── Study text

Restaurant kitchens, including the haute kitchens of the world, are notoriously brutal places. They're physically demanding, with intense heat, literal and figurative. There are lots of people, all of whose efforts must be coordinated, working on their feet long hours to create perfection—and profit—under the pressure of time. Hands burn. Tempers flare. Staffs churn. Many of the finest kitchens run on tension. And fear.
It was no different for Eric Ripert, acclaimed chef of Le Bernardin, which is consistently one of the world's top-rated restaurants—the maximum three Michelin stars, four from the New York Times—smack in the bustling heart of midtown Manhattan. Although he has been at the helm of the celebrated fish restaurant for nearly 20 years, Ripert was schooled in France, in the most time-honored tradition—humiliation. "The goal is to break down a cook, then rebuild him." Having trained at such culinary cathedrals as Paris' 400-year-old Le Tour D'Argent, Ripert "thought that engaging in verbal abuse, scaring the cooks, and being a dictator was the right way."
Newly ensconced at Le Bernardin with his impeccable credentials, and turning out plate after stunning plate of warm lobster carpaccio and whole red snapper baked in rosemary and thyme salt crust, with the help of 40 cooks, Ripert was losing staff. Those remaining were miserable. So was he. You can mix sea urchin roe with jalapeno-wasabi jam, but, says Ripert, "you can't mix anger and happiness."

In The kitchen at Le Bernardin, which accommodates 40 cooks, chef Eric Ripert keeps chaos at bay.
Much thought led to a humbling realization: "I contemplated what was wrong," says Ripert. "And I concluded I was wrong." Around this time, he began the study of Buddhism, and it inspired him to change his way of managing the kitchen. The new goal was to create a nonchaotic environment where he could maintain high standards and a Zen attitude even at a fast pace. That turned out to be the easy part. The hard part? "I had to convince the people I was abusing the day before."
It's not that spirituality is anywhere on display in his temple of fish. "I use Buddhist principles in the way I run the restaurant without bringing in the Buddhist religion," Ripert says. "Buddhism is a bright light in my life but I don't talk about it in the restaurant." Instead, like an ethereal fumet de poisson, it infuses almost everything that the chef now does.
Take compassion, an essential element of Buddhist enlightenment. It's a mistake to think that compassion requires Buddhists to be vegetarians. Contrary to popular belief, "Buddhism doesn't prescribe vegetarianism. It is adapted to the environment people inhabit, so that if you live on the steppes of Mongolia, you will eat meat, primar-ily from sheep." The Dalai Lama isn't a vegetarian, adds Ripert, who last spring organized a benefit and lunch for His Holiness. "He gets sick if he eats no meat."
What Buddhists do is care about the suffering of animals, Ripert said at a discussion of Buddhism in the Kitchen at the Rubin Museum of Himalayan Art in New York. "There is no life without suffering." It matters to the chef how animals live and die. His sous-chefs are mindful where the food is sourced. "They have respect for the ingredients and respect for the life of animals." Nothing on the menu, no matter how exotic, comes from an endangered species or unsustainable source.

────

* Requirement *
Continue the piece on Eric Ripert and Buddhism in the Le Bernardin kitchen, starting right after its final sentence.

── Data listing

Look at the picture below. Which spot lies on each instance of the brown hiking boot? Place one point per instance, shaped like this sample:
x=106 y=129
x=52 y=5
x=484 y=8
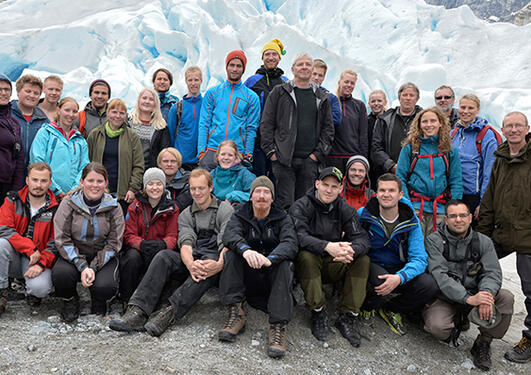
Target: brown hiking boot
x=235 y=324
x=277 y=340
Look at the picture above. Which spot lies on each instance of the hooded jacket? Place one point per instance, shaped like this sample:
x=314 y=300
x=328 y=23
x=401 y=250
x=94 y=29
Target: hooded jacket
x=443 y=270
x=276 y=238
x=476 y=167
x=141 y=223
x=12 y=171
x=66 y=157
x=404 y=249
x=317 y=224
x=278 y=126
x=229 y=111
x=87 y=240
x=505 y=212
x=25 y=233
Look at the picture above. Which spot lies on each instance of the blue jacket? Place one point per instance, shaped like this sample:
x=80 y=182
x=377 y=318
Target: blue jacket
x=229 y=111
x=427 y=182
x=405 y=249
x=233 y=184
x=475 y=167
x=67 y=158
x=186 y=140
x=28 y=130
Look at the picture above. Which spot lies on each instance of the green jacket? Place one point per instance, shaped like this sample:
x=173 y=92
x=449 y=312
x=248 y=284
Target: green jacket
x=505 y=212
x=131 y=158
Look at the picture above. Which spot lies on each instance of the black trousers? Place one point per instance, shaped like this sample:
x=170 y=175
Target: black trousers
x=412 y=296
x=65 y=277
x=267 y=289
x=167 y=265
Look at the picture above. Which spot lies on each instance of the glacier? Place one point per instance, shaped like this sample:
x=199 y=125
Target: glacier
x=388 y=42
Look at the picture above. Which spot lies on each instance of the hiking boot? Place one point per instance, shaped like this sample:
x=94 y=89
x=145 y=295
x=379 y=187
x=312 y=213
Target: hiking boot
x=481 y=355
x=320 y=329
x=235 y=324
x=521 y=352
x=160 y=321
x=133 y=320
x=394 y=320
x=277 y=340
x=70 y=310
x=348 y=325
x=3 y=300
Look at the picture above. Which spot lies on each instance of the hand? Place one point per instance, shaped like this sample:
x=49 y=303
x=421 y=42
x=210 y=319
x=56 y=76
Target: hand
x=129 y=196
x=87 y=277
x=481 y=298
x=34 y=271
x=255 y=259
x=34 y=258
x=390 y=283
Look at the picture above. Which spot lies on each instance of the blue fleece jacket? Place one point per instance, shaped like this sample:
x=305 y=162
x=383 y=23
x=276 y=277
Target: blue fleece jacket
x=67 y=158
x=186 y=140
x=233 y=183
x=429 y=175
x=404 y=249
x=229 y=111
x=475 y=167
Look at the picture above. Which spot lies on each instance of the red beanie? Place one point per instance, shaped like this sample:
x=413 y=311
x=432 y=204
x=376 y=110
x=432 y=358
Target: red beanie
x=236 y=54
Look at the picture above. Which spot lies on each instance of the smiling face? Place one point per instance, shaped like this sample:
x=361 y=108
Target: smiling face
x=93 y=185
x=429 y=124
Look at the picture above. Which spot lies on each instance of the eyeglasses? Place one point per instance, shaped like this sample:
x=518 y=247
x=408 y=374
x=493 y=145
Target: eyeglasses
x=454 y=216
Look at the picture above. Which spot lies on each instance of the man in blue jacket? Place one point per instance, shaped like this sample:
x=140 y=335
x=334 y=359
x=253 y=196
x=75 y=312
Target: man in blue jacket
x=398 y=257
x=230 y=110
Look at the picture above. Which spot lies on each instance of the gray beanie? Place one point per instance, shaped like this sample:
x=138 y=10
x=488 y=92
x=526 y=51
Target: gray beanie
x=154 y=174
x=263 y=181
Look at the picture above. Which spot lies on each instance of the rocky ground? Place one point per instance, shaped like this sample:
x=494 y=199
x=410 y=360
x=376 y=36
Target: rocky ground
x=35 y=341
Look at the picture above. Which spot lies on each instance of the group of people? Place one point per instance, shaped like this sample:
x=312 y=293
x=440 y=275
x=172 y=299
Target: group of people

────
── Data listing

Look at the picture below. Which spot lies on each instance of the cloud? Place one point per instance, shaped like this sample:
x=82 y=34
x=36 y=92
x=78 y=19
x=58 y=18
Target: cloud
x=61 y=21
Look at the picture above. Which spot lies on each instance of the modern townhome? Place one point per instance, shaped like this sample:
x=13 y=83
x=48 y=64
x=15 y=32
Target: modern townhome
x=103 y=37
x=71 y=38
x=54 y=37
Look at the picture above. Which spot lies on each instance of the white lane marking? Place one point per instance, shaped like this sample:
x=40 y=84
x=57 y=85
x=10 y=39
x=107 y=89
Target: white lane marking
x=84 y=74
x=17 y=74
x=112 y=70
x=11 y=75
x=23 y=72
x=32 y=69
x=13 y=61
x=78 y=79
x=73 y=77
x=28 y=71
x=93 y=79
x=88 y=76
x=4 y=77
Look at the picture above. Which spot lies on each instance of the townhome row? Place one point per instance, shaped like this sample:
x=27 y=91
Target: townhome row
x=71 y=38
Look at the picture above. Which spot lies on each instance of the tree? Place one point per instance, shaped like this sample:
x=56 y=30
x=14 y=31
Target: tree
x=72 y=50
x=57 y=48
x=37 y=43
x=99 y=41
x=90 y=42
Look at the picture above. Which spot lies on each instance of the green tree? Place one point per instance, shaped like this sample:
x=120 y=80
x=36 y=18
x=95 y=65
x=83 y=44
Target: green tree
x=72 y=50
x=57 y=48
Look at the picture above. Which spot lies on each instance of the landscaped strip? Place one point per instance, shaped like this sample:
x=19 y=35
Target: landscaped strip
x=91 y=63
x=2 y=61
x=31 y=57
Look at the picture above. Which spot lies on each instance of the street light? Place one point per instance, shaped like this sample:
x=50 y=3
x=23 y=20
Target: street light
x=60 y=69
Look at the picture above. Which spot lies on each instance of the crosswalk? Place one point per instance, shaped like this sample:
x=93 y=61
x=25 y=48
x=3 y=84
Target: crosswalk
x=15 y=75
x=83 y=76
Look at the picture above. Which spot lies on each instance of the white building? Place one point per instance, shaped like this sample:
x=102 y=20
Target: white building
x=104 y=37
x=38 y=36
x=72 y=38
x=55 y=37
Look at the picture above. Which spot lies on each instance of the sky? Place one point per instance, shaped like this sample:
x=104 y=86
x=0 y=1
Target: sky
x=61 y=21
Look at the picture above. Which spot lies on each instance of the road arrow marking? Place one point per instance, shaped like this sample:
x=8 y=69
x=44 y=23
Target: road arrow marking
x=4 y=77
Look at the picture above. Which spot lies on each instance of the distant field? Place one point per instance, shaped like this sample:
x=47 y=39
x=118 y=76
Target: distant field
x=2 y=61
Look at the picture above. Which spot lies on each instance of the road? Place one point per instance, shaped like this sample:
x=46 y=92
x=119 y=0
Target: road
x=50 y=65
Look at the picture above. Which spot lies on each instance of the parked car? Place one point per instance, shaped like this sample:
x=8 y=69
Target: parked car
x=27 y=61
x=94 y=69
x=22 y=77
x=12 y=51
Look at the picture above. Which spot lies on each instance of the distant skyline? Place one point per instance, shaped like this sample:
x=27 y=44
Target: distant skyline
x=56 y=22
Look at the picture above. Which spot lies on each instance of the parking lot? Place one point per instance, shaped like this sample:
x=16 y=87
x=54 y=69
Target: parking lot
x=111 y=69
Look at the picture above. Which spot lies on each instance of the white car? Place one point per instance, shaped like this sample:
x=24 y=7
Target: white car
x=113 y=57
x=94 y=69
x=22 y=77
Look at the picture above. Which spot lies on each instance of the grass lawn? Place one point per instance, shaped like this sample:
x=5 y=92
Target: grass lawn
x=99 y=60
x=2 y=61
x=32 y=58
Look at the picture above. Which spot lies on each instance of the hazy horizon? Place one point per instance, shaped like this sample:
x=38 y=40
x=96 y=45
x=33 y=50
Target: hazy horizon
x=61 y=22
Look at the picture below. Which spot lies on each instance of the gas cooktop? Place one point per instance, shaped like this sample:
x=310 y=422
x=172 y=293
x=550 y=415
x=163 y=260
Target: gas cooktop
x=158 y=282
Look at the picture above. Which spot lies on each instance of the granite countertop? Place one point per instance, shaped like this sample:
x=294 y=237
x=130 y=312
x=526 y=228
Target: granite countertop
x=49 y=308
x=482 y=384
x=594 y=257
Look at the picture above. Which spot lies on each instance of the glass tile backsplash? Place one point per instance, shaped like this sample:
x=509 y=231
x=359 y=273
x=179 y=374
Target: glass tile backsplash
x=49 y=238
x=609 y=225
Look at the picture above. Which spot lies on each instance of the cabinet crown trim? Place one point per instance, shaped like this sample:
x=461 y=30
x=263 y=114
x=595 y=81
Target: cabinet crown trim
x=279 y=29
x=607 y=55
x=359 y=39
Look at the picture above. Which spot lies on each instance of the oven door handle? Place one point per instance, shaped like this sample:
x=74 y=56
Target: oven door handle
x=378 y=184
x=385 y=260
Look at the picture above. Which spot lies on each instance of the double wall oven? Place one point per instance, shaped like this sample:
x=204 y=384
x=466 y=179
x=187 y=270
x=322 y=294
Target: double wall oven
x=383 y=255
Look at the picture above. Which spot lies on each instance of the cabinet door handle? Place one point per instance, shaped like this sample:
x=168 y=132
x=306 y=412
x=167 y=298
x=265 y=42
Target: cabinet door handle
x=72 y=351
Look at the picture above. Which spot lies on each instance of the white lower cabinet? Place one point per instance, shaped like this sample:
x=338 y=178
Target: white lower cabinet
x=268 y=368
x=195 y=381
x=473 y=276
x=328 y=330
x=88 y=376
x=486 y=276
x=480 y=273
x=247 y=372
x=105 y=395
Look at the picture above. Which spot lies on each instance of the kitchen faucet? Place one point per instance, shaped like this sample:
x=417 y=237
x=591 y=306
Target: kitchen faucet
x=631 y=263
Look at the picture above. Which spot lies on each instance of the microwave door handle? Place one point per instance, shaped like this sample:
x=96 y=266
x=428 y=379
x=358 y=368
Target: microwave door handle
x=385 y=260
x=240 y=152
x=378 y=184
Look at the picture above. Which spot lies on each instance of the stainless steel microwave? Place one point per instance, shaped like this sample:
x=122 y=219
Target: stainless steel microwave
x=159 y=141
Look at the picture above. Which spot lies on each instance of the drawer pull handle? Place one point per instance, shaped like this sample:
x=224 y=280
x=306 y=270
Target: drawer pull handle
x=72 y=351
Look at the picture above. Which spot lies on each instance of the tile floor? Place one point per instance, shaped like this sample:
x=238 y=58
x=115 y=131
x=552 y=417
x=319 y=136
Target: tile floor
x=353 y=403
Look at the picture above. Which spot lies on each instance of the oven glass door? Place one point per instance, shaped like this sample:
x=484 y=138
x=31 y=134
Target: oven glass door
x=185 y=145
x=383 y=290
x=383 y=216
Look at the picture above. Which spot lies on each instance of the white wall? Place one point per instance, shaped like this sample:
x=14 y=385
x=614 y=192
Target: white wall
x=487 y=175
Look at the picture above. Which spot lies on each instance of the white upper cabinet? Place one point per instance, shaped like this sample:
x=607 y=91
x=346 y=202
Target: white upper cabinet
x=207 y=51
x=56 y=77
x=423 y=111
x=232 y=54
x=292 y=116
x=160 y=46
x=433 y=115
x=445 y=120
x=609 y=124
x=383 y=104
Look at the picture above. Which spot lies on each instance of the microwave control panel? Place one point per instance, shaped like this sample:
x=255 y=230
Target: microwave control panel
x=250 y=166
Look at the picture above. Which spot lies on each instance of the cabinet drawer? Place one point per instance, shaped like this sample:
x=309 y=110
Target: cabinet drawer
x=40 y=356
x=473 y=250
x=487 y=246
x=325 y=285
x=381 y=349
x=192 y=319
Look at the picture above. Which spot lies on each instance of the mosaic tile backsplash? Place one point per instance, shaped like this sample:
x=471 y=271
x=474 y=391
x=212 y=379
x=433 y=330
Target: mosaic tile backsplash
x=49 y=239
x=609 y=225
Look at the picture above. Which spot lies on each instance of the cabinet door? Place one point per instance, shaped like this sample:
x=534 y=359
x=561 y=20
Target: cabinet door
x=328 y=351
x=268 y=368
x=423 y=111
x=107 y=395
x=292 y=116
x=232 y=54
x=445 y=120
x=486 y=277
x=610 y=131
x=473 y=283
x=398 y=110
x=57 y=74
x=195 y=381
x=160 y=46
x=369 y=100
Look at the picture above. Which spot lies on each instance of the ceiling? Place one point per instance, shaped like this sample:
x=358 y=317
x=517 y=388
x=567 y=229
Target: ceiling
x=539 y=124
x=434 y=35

────

* Output of the exercise *
Respect for ingredients translates as well to high regard for the fishermen, farmers, and other purveyors who supply the restaurant and whose briny operations the cooks often visit. A search for the best ingredients will take Ripert one day to pluck oysters from shoreline beds and the next to the deck of a fishing boat off the New England coast.
Appreciation of the ingredients mandates impeccable care and high art in the preparation of the cuisine. "Because of the beauty of the ingredients, we try to do our best to elevate the qualities in terms of taste," says Ripert. Cooking fish requires a precision that less delicate proteins do not; there's little margin for error. Only exquisite freshness of ingredients will do, as the finished dish must not only meld flavor and texture but deliver a clean, ocean taste—as Ripert likes to say, the ocean at high tide, not at low tide.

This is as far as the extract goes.